Extract each line of the records below that contains the string "following". Case counts.

### [Given data]
_ _ _ _ _
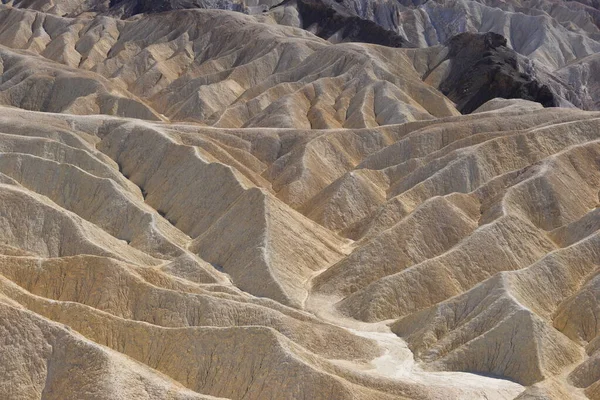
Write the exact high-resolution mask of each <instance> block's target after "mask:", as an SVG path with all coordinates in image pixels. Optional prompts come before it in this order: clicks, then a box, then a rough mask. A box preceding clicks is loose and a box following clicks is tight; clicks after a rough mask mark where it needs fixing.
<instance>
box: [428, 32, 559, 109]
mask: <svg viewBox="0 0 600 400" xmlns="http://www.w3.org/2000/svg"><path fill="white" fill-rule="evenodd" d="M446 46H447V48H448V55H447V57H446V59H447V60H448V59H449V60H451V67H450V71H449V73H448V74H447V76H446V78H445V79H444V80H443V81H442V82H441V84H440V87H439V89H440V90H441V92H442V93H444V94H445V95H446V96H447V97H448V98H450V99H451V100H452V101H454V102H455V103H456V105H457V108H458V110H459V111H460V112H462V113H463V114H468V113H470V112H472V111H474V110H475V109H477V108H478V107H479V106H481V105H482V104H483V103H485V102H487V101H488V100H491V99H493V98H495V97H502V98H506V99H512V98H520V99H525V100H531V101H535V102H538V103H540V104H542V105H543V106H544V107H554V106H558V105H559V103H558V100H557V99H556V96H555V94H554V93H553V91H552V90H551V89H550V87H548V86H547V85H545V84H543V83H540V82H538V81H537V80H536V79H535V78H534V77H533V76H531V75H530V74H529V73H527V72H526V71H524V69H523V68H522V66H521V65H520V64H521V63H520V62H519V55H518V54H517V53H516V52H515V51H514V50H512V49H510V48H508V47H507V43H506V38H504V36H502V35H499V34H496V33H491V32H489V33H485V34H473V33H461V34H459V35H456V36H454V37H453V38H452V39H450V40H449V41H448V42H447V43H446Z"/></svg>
_ _ _ _ _
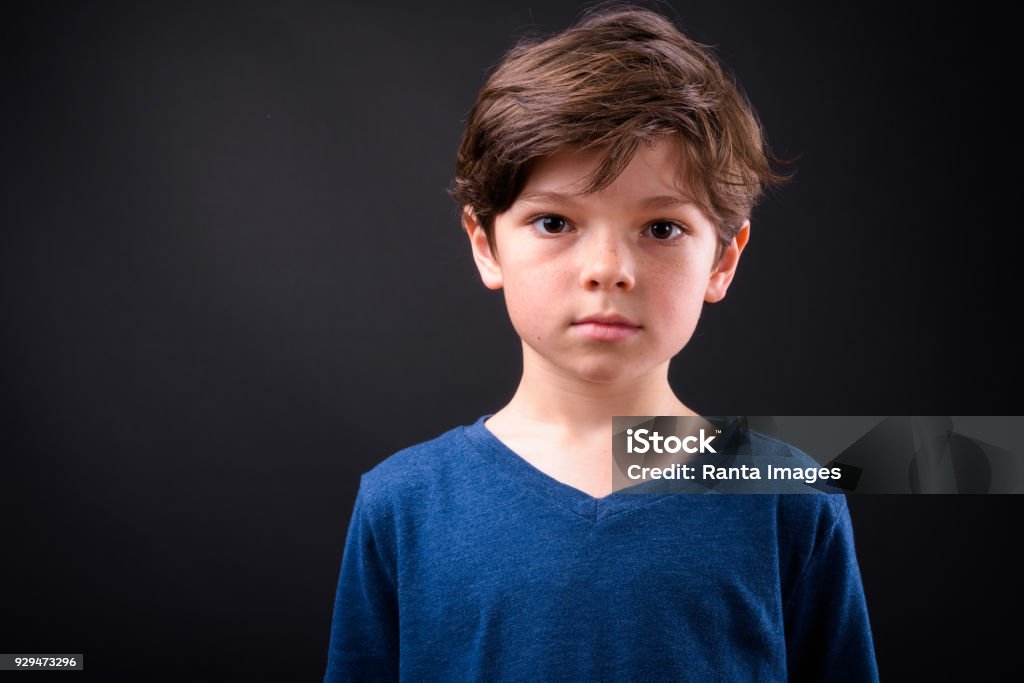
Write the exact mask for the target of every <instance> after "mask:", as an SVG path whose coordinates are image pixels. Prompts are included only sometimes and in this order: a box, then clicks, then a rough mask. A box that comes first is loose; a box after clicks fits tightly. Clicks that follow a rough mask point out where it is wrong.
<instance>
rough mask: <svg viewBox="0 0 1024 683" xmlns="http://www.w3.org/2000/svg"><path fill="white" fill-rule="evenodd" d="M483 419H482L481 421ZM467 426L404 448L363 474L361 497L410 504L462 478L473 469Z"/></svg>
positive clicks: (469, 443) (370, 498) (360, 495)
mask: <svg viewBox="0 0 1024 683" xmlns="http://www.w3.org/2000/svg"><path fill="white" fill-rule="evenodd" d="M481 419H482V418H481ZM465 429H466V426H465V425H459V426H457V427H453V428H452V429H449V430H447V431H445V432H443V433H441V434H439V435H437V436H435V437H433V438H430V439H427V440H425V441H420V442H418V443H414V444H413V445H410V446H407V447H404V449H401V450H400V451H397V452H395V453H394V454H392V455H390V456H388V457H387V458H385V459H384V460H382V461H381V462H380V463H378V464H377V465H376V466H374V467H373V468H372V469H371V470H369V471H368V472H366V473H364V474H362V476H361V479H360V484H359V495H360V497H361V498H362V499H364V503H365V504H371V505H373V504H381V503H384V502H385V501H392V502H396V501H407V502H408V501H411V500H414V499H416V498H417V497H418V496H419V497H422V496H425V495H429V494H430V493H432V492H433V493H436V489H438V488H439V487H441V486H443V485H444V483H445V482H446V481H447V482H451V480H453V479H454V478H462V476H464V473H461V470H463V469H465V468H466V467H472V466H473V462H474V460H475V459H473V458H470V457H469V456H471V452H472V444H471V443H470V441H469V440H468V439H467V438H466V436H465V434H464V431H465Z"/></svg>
_ _ _ _ _
### [Task response]
Write the exact high-resolution mask of each <instance> block's target after "mask:", as an SVG path with all coordinates in image pixels. Optional prompts come before it in this order: clicks, then a box, then a rough mask. A box preceding clicks is loose and a box following clicks is tight; clicks after a rough mask mark where it needs fixing.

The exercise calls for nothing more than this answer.